▸ **PASSAGE**:
((
The theory of quantum computation and its effect on cryptography has been known for some time and there has been considerable research effort on building practical quantum computers.  This research has reached the point where it is reasonable to assume that practical quantum devices will be available in the medium term – and at the very least it is necessary to take steps to guard against the risk that such devices would pose to communication security. 

Post-quantum cryptography refers to the use of (classical) cryptography secure against the likely capabilities of a quantum computation likely to be developed in the medium term.  It is known that conventional public-key cryptography, on which internet security largely depends, is vulnerable to Shor’s algorithm running on a quantum computer.  Research into the development, costing, assessment and implementation of new forms of cryptography is needed.

(It should be noted that quantum communication – using quantum effects to establish secure communication channels – is not part of this topic)
))
▸ **EXCERPTED RECORDS**:
((
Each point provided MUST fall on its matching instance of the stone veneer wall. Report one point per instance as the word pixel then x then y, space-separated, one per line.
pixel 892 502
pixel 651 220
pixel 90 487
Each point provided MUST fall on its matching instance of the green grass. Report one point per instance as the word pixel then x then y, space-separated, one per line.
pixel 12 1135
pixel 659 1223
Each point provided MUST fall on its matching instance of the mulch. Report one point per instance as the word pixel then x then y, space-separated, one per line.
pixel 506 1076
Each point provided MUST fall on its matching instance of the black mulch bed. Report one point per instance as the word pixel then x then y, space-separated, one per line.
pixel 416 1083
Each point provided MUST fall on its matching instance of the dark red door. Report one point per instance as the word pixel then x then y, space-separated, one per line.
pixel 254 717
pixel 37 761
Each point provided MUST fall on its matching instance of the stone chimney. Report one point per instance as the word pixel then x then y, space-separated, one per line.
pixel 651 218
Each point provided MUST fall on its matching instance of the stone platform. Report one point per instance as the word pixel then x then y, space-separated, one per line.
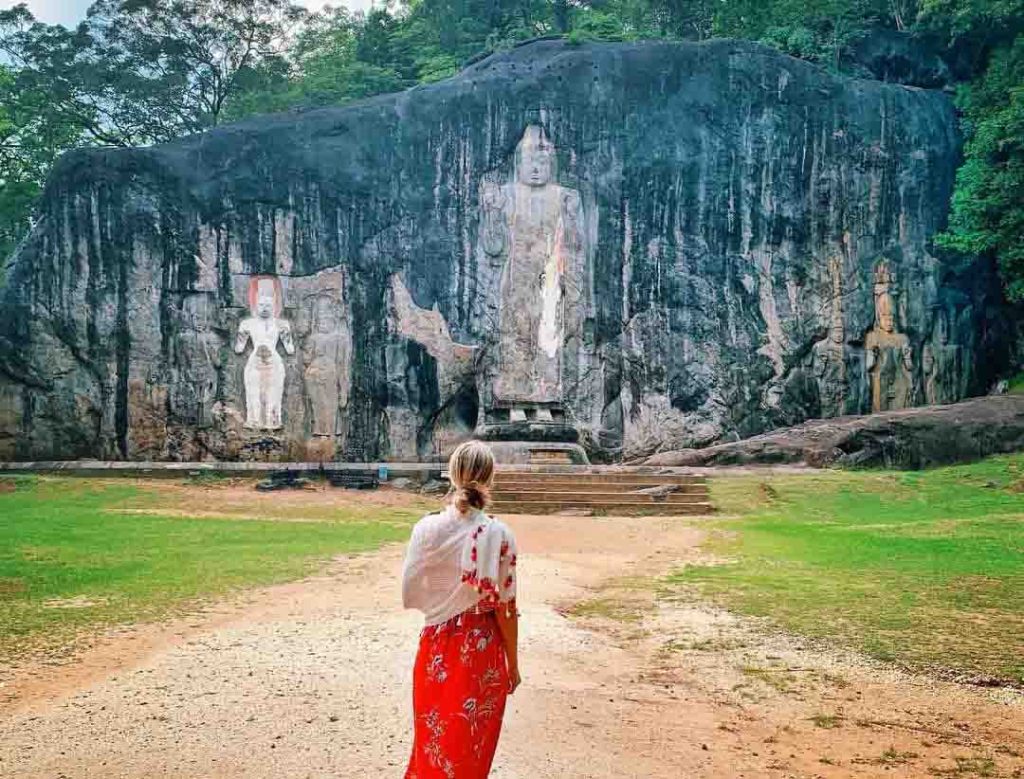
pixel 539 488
))
Using the passage on post-quantum cryptography, state whether each statement agrees with it. Answer yes or no, and quote the deciding words. (a) Conventional public-key cryptography is vulnerable to Shor's algorithm running on a quantum computer. (b) Quantum communication falls within the topic of post-quantum cryptography. (c) Post-quantum cryptography relies on quantum rather than classical cryptography.

(a) Yes: "It is known that conventional public-key cryptography, on which internet security largely depends, is vulnerable to Shor’s algorithm running on a quantum computer."
(b) No: "quantum communication – using quantum effects to establish secure communication channels – is not part of this topic"
(c) No: "Post-quantum cryptography refers to the use of (classical) cryptography"